* **Image region labeling entries**:
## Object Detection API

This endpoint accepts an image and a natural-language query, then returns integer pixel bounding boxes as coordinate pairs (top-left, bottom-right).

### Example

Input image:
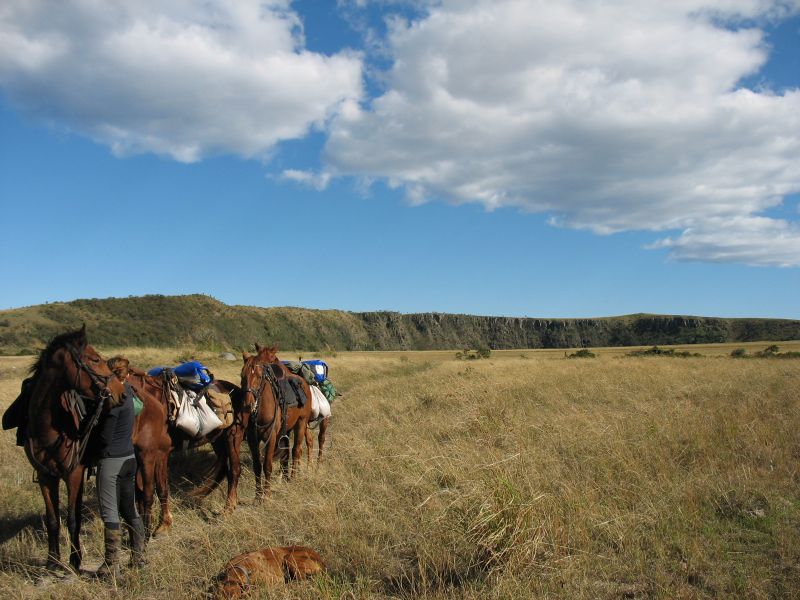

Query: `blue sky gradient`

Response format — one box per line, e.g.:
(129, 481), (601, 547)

(0, 1), (800, 318)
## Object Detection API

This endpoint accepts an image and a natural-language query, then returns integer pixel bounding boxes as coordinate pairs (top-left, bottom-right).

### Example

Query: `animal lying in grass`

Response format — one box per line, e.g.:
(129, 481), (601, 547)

(213, 546), (325, 600)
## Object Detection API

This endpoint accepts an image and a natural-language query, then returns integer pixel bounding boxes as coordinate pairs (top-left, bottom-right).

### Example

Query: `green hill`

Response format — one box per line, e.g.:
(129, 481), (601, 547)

(0, 295), (800, 354)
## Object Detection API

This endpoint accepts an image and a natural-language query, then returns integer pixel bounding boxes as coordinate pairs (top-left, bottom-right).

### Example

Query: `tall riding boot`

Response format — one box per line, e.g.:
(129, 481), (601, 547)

(128, 517), (146, 569)
(95, 525), (122, 579)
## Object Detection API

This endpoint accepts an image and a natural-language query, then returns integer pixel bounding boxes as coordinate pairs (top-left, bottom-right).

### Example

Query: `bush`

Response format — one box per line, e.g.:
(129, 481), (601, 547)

(625, 346), (703, 358)
(567, 348), (595, 358)
(456, 348), (492, 360)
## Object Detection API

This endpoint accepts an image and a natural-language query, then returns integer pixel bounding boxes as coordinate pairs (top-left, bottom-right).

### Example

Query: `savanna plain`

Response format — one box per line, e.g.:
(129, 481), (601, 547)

(0, 343), (800, 600)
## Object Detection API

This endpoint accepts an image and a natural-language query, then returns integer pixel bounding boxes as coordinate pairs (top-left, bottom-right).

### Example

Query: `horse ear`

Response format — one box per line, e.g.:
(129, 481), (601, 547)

(75, 323), (86, 347)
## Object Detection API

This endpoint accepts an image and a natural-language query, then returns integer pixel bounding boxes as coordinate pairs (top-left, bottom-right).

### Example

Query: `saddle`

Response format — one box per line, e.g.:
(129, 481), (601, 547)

(161, 369), (234, 437)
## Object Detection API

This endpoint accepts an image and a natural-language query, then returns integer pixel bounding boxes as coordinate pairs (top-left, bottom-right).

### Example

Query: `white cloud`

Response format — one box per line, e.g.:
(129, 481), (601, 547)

(326, 0), (800, 265)
(281, 169), (331, 191)
(0, 0), (362, 162)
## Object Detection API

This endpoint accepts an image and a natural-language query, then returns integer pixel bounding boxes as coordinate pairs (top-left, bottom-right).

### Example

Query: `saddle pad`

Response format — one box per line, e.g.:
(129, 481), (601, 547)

(278, 377), (308, 408)
(206, 383), (233, 429)
(311, 386), (331, 421)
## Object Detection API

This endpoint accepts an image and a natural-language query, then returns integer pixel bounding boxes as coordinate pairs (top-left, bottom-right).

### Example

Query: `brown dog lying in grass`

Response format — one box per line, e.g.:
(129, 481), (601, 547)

(213, 546), (325, 600)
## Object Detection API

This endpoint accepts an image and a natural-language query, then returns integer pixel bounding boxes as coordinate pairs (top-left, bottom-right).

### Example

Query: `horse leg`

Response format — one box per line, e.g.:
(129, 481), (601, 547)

(187, 436), (228, 499)
(67, 465), (84, 572)
(136, 452), (157, 536)
(153, 451), (172, 537)
(262, 428), (278, 496)
(38, 473), (63, 571)
(317, 417), (331, 466)
(225, 425), (244, 511)
(284, 417), (308, 478)
(245, 423), (264, 500)
(306, 427), (314, 468)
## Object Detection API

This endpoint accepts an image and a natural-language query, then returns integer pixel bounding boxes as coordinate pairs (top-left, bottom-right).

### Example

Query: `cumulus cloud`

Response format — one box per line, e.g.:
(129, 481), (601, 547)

(281, 169), (331, 191)
(326, 0), (800, 265)
(0, 0), (362, 162)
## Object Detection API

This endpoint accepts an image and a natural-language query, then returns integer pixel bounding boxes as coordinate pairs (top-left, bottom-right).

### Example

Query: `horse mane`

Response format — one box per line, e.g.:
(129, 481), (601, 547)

(258, 344), (278, 363)
(29, 325), (86, 377)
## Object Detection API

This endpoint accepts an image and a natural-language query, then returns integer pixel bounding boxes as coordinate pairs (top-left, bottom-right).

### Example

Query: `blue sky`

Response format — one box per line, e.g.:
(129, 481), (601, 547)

(0, 0), (800, 318)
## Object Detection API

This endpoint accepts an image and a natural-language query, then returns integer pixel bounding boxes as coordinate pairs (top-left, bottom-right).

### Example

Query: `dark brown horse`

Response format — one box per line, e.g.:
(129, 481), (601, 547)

(3, 326), (123, 570)
(119, 360), (249, 534)
(242, 344), (311, 498)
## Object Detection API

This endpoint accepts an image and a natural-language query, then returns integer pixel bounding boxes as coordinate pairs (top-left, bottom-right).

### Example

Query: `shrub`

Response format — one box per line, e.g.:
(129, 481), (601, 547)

(567, 348), (595, 358)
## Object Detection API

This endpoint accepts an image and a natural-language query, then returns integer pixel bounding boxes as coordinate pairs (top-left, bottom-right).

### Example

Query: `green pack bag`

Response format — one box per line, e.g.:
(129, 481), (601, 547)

(283, 360), (317, 385)
(319, 379), (336, 402)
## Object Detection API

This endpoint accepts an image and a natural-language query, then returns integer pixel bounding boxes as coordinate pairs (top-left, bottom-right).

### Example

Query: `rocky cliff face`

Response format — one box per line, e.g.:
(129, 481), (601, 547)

(0, 295), (800, 354)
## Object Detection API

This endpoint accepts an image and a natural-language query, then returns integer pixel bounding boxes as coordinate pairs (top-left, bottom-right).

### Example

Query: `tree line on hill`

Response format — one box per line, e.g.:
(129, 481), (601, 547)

(0, 295), (800, 354)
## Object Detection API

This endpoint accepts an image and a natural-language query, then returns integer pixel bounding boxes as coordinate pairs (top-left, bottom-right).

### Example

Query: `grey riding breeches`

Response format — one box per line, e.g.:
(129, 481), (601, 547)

(97, 455), (139, 529)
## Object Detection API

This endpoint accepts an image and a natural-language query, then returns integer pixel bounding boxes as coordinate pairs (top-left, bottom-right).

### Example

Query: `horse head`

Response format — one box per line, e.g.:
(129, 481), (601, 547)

(31, 325), (124, 406)
(241, 344), (282, 408)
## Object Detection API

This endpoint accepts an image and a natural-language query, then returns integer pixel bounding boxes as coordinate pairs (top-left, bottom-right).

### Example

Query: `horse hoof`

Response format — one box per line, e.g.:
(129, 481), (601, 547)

(45, 560), (69, 573)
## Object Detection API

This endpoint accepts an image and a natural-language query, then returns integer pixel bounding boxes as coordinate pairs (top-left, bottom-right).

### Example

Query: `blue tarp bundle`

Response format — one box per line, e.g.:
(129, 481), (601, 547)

(147, 360), (211, 390)
(303, 359), (328, 383)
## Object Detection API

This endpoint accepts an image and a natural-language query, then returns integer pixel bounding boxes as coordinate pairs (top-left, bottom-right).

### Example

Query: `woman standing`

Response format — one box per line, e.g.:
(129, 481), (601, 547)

(95, 356), (145, 577)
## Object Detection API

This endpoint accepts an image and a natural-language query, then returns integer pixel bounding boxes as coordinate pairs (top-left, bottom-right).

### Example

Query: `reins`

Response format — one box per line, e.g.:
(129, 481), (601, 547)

(246, 363), (289, 450)
(27, 344), (119, 477)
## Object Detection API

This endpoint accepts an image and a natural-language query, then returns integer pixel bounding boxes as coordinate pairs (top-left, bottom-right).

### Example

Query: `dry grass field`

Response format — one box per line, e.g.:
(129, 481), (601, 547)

(0, 343), (800, 600)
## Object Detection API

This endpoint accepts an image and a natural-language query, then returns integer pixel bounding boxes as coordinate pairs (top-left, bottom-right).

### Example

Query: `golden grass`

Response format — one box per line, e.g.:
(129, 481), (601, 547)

(0, 343), (800, 600)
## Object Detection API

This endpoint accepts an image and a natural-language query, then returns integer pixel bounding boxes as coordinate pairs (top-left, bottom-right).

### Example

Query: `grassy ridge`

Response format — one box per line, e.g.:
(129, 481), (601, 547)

(0, 349), (800, 600)
(0, 295), (800, 354)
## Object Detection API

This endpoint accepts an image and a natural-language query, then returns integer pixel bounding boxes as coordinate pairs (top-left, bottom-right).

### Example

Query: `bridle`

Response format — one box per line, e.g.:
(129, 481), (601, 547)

(27, 344), (120, 475)
(66, 344), (115, 405)
(248, 363), (289, 450)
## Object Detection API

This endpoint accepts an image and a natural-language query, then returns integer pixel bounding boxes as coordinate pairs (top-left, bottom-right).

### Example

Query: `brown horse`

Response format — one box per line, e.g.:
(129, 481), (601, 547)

(242, 344), (311, 498)
(306, 417), (331, 466)
(3, 326), (123, 571)
(123, 360), (249, 534)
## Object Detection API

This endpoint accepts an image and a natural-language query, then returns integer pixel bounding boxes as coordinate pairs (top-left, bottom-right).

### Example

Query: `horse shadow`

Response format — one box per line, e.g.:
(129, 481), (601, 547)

(0, 514), (47, 544)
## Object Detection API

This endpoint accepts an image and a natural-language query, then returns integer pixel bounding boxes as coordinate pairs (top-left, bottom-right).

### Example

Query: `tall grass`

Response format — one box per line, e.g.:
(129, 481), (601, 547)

(0, 349), (800, 600)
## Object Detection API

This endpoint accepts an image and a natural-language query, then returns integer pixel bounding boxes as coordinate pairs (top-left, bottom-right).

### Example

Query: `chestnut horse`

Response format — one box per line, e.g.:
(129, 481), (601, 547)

(306, 417), (331, 466)
(242, 344), (311, 498)
(119, 360), (249, 534)
(3, 325), (123, 571)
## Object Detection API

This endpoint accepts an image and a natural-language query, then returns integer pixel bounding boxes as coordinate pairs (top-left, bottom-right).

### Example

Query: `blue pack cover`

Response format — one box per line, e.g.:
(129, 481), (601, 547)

(172, 360), (211, 389)
(303, 358), (328, 383)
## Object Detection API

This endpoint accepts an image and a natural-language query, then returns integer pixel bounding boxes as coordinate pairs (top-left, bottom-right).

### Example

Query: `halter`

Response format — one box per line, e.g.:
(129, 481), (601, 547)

(245, 363), (289, 450)
(65, 344), (114, 405)
(26, 344), (120, 476)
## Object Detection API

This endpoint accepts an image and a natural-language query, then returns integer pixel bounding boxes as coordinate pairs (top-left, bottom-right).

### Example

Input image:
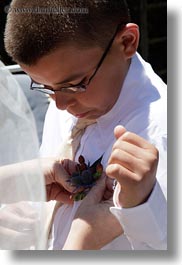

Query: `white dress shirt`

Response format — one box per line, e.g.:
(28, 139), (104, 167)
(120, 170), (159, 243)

(41, 53), (167, 250)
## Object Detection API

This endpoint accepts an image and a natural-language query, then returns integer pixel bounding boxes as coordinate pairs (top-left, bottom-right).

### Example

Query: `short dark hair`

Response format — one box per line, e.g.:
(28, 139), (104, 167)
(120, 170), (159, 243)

(5, 0), (130, 65)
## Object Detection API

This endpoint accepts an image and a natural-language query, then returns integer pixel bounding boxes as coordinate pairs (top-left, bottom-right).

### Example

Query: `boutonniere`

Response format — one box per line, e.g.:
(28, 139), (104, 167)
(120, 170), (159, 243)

(67, 155), (103, 201)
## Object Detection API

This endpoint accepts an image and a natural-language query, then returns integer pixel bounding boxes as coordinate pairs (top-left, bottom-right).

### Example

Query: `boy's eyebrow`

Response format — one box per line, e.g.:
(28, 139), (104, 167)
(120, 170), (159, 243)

(55, 73), (85, 85)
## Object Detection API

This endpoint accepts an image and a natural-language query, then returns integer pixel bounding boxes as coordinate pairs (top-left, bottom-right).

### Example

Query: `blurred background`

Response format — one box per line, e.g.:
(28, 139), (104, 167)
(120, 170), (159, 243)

(0, 0), (167, 143)
(0, 0), (167, 82)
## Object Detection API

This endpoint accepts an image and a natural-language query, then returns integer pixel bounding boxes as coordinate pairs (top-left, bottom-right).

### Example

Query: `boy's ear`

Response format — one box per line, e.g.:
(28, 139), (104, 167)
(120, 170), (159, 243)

(117, 23), (140, 59)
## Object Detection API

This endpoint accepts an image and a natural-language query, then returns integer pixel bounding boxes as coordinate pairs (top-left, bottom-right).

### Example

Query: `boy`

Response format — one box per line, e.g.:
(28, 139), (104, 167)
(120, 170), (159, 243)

(5, 0), (167, 249)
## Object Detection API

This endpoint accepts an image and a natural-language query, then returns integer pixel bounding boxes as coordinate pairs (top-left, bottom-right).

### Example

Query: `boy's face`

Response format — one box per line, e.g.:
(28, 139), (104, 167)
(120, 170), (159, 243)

(21, 43), (129, 119)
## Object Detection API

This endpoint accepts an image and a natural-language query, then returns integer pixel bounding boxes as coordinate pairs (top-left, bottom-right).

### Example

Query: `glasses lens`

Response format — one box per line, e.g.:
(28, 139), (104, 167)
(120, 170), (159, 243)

(33, 87), (55, 95)
(61, 85), (86, 94)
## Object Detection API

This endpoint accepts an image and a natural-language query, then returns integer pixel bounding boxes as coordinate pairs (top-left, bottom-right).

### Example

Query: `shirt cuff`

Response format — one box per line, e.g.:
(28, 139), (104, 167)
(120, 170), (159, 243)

(110, 182), (167, 249)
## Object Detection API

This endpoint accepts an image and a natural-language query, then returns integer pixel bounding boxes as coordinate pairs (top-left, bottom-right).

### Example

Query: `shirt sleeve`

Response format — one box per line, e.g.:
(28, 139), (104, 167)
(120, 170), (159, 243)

(110, 182), (167, 250)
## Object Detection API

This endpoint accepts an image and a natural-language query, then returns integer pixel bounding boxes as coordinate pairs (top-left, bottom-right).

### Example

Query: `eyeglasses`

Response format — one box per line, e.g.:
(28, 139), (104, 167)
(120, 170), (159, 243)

(30, 24), (122, 95)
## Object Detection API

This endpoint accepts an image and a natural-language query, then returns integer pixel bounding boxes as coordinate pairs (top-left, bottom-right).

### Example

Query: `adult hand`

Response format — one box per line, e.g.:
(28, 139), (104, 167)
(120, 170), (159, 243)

(0, 202), (40, 250)
(63, 174), (123, 250)
(106, 126), (158, 208)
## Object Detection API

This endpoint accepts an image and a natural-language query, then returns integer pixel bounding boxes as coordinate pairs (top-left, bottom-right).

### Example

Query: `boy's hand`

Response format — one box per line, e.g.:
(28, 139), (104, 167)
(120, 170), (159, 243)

(106, 126), (158, 208)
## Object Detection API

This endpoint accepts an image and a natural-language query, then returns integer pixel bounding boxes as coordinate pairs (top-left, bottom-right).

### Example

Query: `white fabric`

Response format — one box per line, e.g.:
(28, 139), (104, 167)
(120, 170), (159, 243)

(0, 61), (46, 250)
(41, 54), (167, 250)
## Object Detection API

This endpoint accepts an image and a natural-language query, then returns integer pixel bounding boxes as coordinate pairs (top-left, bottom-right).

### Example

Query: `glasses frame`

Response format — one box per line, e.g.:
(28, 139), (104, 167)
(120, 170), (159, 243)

(30, 24), (124, 95)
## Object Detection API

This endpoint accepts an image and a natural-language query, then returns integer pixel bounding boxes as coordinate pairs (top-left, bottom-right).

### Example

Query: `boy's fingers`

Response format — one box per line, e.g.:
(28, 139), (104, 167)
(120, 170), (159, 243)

(114, 125), (126, 139)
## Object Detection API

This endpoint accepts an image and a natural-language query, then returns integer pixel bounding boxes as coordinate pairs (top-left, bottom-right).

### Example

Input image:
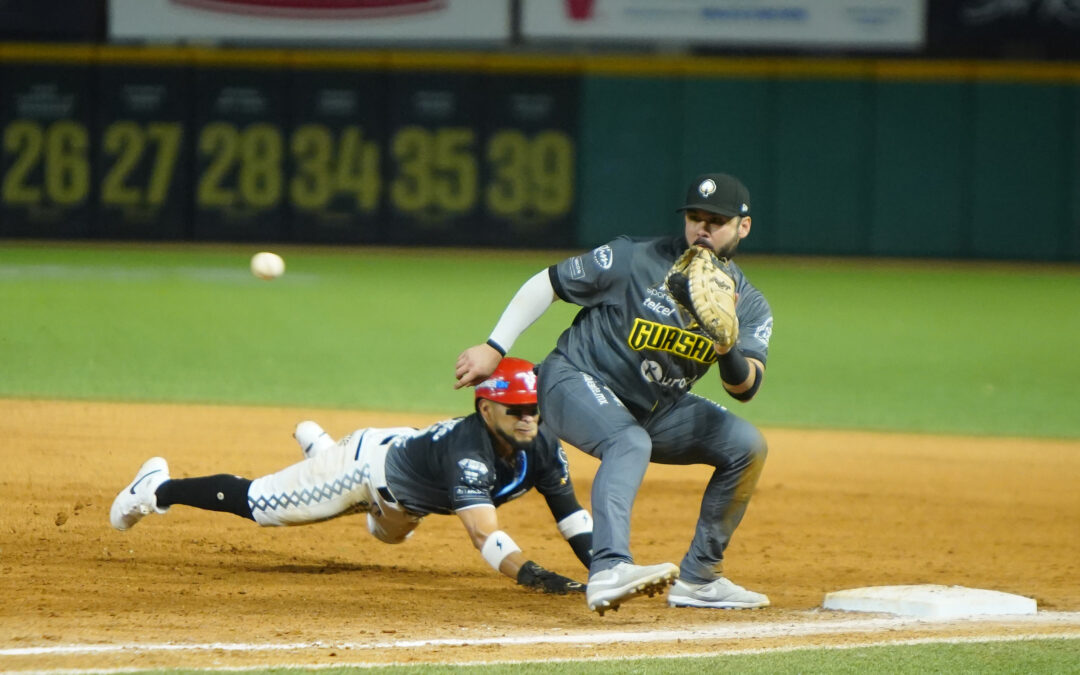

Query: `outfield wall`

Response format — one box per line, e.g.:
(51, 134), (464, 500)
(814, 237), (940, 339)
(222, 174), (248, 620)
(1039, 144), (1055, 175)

(0, 44), (1080, 260)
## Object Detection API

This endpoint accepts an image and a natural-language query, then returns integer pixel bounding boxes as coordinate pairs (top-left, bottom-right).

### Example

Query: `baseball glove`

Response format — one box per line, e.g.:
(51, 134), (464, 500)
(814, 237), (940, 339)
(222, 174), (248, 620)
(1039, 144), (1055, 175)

(664, 245), (739, 353)
(517, 561), (585, 595)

* **Aim**:
Copy the rows from the start through the line with "(75, 323), (86, 347)", requests included, and shift every coordinate in the answers by -113. Leave the pictures out.

* **Full output**:
## Object Detection API

This endpoint accepts an image and a natural-language query, then returns integer pixel bounding boxes as coordinate pairs (top-left, bottom-right).

### Example

Input image:

Query: `blue sky gradient`

Response format — one box per line, e.g.:
(129, 481), (601, 547)

(-113, -112), (687, 205)
## Object Detection API

This endpoint accepts an image and a natural-language query, then returns integer pixel bounding boxes as coordinate pairs (top-left, bottom-right).

### Example

Query: `animal lying in grass`

Response format — one box per line, e.g.:
(129, 481), (601, 547)

(100, 433), (212, 487)
## Object Detection API

This endpoint accepts an image and a natural-language query, then returns integer pixel bounding boxes as coordinate pairs (top-left, bottom-right).

### Example

Query: `green hill`

Response format — one box per line, e.g.:
(129, 481), (601, 547)

(-113, 182), (687, 241)
## Object Detection API

This endpoint accepts an image and a natural-language query, then returns integer pixel bounding boxes as coordinate pairs (top-left, bottom-right).

### Example

Query: `tall riding boot`

Response format — one box per line, e.g.:
(129, 481), (601, 547)

(15, 404), (33, 456)
(-18, 412), (9, 466)
## Object Detection API

This endpoint accepts an image and a natural-language query, then returns integer pixel bounding boxes as coordinate pairs (top-left, bottom-right).

### Example

Query: `bush`

Response format — one box per line, e.g.:
(129, 481), (601, 547)

(512, 233), (590, 245)
(454, 235), (482, 245)
(343, 235), (379, 247)
## Object Detection API

This endpoint accepts an image and a natural-language query, then returns integer pixel bounding boxes as coordinate pairs (top-left, bottom-right).

### Example

Query: `savanna plain`

Response format — one box per line, e.g.:
(129, 481), (601, 547)

(-113, 230), (687, 487)
## Object Detection API

This endpoint accepts an image and a natural-language query, then returns integer pixel bounding boxes as coordinate pairs (top-left, bottom-right).

### Example

Query: `horse ear`

Response format — one box per line, e.g.:
(129, 481), (601, 547)

(-38, 210), (-27, 234)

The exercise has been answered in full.